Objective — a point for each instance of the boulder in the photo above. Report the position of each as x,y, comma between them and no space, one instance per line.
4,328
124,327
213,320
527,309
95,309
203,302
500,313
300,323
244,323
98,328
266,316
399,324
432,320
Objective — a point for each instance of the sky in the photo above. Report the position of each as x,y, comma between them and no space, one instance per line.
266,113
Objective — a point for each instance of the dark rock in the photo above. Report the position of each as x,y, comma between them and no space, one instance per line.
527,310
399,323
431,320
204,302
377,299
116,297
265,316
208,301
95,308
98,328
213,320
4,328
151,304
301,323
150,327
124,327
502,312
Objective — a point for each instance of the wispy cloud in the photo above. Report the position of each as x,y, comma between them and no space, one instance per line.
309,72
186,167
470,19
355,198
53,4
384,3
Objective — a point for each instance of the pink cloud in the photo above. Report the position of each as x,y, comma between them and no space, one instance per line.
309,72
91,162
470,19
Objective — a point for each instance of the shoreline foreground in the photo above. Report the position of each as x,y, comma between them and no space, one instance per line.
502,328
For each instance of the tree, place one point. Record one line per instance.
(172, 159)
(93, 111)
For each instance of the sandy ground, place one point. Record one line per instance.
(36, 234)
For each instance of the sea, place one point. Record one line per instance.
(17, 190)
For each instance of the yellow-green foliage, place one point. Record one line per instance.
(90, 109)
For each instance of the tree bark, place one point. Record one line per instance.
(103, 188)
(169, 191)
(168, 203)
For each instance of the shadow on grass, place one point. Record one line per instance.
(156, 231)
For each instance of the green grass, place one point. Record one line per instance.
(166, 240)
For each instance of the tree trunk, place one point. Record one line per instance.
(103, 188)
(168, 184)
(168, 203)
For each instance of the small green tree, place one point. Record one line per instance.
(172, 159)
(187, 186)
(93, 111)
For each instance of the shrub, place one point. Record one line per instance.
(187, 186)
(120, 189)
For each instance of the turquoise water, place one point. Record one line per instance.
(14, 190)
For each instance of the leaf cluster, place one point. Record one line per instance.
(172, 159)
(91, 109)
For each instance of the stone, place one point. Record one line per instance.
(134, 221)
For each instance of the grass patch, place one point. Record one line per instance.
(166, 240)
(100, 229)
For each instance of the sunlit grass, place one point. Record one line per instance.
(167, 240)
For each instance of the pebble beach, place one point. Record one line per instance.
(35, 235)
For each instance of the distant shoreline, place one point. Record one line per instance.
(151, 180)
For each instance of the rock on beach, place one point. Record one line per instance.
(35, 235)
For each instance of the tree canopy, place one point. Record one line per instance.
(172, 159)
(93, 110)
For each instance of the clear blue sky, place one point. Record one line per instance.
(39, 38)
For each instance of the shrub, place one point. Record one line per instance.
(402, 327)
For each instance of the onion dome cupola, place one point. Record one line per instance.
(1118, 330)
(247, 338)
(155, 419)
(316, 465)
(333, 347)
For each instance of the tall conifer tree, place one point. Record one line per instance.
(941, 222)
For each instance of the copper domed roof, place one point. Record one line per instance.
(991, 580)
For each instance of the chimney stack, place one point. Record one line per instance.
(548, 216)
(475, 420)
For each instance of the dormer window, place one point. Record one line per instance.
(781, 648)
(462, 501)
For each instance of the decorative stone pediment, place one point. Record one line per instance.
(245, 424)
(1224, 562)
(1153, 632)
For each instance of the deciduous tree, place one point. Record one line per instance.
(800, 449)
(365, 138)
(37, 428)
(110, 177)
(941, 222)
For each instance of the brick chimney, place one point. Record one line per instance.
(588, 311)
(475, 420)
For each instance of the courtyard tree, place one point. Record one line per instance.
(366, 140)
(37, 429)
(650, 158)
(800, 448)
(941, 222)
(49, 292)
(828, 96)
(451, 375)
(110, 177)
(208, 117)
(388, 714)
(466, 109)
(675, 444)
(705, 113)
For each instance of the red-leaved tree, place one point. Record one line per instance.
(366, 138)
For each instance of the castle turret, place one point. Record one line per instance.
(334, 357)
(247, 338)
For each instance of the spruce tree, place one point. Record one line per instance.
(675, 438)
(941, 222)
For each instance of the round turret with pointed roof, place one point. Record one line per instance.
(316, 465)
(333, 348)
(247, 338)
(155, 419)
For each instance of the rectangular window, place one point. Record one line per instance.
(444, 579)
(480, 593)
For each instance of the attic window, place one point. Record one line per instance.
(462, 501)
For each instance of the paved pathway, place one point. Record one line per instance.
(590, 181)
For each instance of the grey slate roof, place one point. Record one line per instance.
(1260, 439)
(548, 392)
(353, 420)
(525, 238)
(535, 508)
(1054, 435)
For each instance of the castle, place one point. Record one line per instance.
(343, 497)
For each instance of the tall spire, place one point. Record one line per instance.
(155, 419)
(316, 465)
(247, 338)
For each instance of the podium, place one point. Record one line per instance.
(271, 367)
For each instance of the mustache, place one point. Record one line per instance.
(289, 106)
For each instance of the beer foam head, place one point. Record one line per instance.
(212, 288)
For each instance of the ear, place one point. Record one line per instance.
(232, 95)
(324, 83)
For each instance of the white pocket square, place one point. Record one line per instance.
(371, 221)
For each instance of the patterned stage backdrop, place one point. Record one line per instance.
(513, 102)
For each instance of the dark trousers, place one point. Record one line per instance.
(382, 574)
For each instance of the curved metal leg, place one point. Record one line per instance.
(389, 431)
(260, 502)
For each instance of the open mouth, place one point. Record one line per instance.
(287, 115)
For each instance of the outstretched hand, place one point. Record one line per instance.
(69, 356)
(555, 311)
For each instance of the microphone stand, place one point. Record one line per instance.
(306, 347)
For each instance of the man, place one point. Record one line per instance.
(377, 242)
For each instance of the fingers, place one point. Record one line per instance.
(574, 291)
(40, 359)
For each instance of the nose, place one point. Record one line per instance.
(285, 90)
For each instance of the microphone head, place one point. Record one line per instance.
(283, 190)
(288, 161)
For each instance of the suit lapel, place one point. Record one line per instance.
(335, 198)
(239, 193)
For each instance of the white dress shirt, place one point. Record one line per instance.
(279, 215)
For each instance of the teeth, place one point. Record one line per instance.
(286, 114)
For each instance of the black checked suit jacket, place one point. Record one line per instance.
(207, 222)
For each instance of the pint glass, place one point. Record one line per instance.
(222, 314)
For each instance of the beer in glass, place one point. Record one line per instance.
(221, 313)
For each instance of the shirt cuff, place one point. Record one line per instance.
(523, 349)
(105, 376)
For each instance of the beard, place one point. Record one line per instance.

★ ★ ★ ★ ★ ★ ★

#### What you should do
Nothing in the records may be altered; restate them word for word.

#### Result
Objective — a point for each instance of the boulder in the photo above. Report the position of each as x,y, comma between them and no space, one instance per line.
4,328
124,327
213,320
527,309
95,309
203,302
500,313
300,323
244,323
98,328
266,316
399,324
432,320
Objective — a point for each instance of the sky in the photo above. Report the position of each as x,y, comma between them and no space, one instance per line.
266,113
Objective — a point for each instance of the dark rock in the photo above. Report the position of each as x,y, comma between them and no space, one instance per line.
527,310
399,323
431,320
204,302
377,299
116,297
265,316
208,301
95,308
98,328
213,320
4,328
151,304
301,323
150,327
124,327
502,312
Objective — a point for each instance of the wispy cloud in the photo above. Report the position of each as x,y, comma between them and no space, one instance per line.
309,72
186,167
470,19
355,198
53,4
384,3
Objective — a point for each instance of the pink cloud in the photo above. Report the position of each as x,y, comma between them and no space, one instance per line.
309,72
91,162
470,19
Objective — a point for each instance of the shoreline foreground in the photo above. Report the position of each as x,y, comma between them and no space, one instance per line.
502,328
For each instance of the tree, place one point. Record one line per instance.
(172, 159)
(93, 111)
For each instance of the sandy ground, place one point. Record one line per instance.
(36, 234)
For each instance of the sea, place one point. Record one line per instance.
(17, 190)
For each instance of the yellow-green foliage, place one point. Record one line per instance.
(90, 109)
For each instance of the tree bark, place one point. Record one line per instance.
(103, 188)
(169, 191)
(168, 203)
For each instance of the shadow on grass, place one point. Record one line per instance.
(156, 231)
For each instance of the green grass, place one point. Record one line per instance.
(166, 240)
For each instance of the tree trunk, place one point. Record one line per instance.
(103, 188)
(168, 184)
(168, 203)
For each instance of the small green tree, place one point. Record one line per instance.
(172, 159)
(187, 186)
(93, 111)
For each instance of the shrub, place one point. Record one line per instance.
(187, 186)
(120, 189)
For each instance of the turquoise water, place one point. Record one line per instance.
(14, 190)
For each instance of the leaf cluster, place one point. Record one line per instance.
(172, 159)
(91, 109)
For each instance of the stone, place one point. Record one line per instance.
(134, 221)
For each instance of the grass patch, place one point. Record one line per instance.
(166, 240)
(100, 229)
For each instance of the sunlit grass, place one point. Record one line per instance.
(167, 240)
For each instance of the pebble beach, place one point. Record one line per instance.
(35, 235)
For each instance of the distant shoreline, place one point. Record one line per instance.
(151, 180)
For each instance of the rock on beach, place one point. Record one line per instance.
(35, 235)
For each instance of the tree canopy, place one point. Record one line per instance.
(172, 159)
(93, 110)
For each instance of the clear blue sky, place one point. Record one line per instance.
(39, 38)
For each instance of the shrub, place one point. Record one line per instance.
(402, 327)
For each instance of the onion dome cupola, place one point. Record one line per instance.
(1118, 330)
(247, 338)
(155, 419)
(316, 465)
(333, 347)
For each instance of the tall conifer tree, place one point. Record one line per instance.
(941, 222)
For each instance of the copper domed roof, place one point. Record one line per instance.
(991, 580)
For each instance of the chimney stack, place one point. Record one line per instance.
(548, 216)
(475, 420)
For each instance of the dormer window, place one point. Record one line per instance.
(781, 648)
(462, 501)
For each instance of the decorative stone pediment, place one point. Record one line per instance.
(245, 424)
(1224, 562)
(1153, 632)
For each instance of the deciduous tree, place one point. Record one line per instance.
(800, 449)
(365, 138)
(37, 428)
(110, 177)
(941, 222)
For each instance of the brick chimney, place one point. Record one line per instance.
(588, 311)
(475, 420)
For each instance of the courtyard tree, place one point. Record one line per instance.
(366, 140)
(37, 429)
(650, 158)
(800, 448)
(941, 222)
(49, 292)
(828, 96)
(451, 375)
(110, 177)
(208, 117)
(388, 714)
(466, 109)
(675, 444)
(705, 113)
For each instance of the red-leaved tree, place one point. Record one line per instance.
(366, 138)
For each instance of the castle turret, place one point. Record one line per instance.
(334, 357)
(247, 338)
For each instance of the spruce tree, place one point. Record one line per instance.
(675, 438)
(941, 222)
For each instance of the round turret with pointed roof, place one point. Record one line per instance.
(316, 465)
(333, 348)
(247, 338)
(155, 419)
For each instance of the rectangular window, place one point. Record one line per instance.
(444, 579)
(480, 593)
For each instance of the attic window, place one point. Record one line per instance.
(462, 501)
For each instance of the paved pathway, place one point. Record one line per instance.
(590, 181)
For each instance of the grey slate roof, place one point. Record one line per instance.
(1260, 439)
(548, 392)
(353, 420)
(525, 238)
(535, 508)
(1054, 435)
For each instance of the castle, place one point. Record one line per instance.
(343, 497)
For each instance of the tall spire, place one point. Record one line per instance.
(155, 419)
(316, 465)
(247, 338)
For each instance of the podium, place one point. Record one line per instance.
(271, 367)
For each instance of the mustache, place one point. Record one line per instance.
(289, 106)
For each instance of the beer foam head, place one point. Record one line per instance.
(212, 288)
For each instance of the ear, place one point. Record one line per instance.
(232, 95)
(324, 83)
For each instance of the white pocket square, place one point. Record one line per instance.
(371, 221)
For each instance of the patterned stage backdrop, place one point. Record one line per instance.
(513, 102)
For each instance of the dark trousers, place one point. Record one line per instance.
(382, 574)
For each instance of the curved metal leg, place one point. Record one line per instance.
(389, 431)
(260, 502)
For each instance of the open mouth, place one point. Record one line per instance.
(287, 115)
For each instance of the outstretched hand, place one point. Record one line per instance.
(69, 356)
(555, 311)
For each instance of the microphone stand, place one point. Record one line per instance.
(306, 347)
For each instance of the man, place one point. Record one line per instance.
(377, 242)
For each instance of the fingers, place one point. Record one line per instance.
(574, 291)
(40, 359)
For each instance of the nose, place one point. Record one line per instance.
(285, 90)
For each instance of the microphone head, place one point. Record one line per instance.
(283, 190)
(288, 161)
For each instance of the suit lapel, place one point. Record one line per instance.
(335, 198)
(239, 193)
For each instance of the white dress shirt, place one point. Record one line per instance.
(279, 215)
For each instance of the teeth, place one point. Record one line per instance.
(286, 114)
For each instance of the black checked suit jacket, place one point. Record one line per instance.
(207, 222)
For each instance of the pint glass, place one point. Record one line per instance.
(222, 314)
For each instance of the beer in glass, place one point. Record one line per instance.
(221, 313)
For each instance of the shirt cuff, place one point. Record one line per instance.
(523, 349)
(105, 376)
For each instance of the beard, place one point. Record one line per instance.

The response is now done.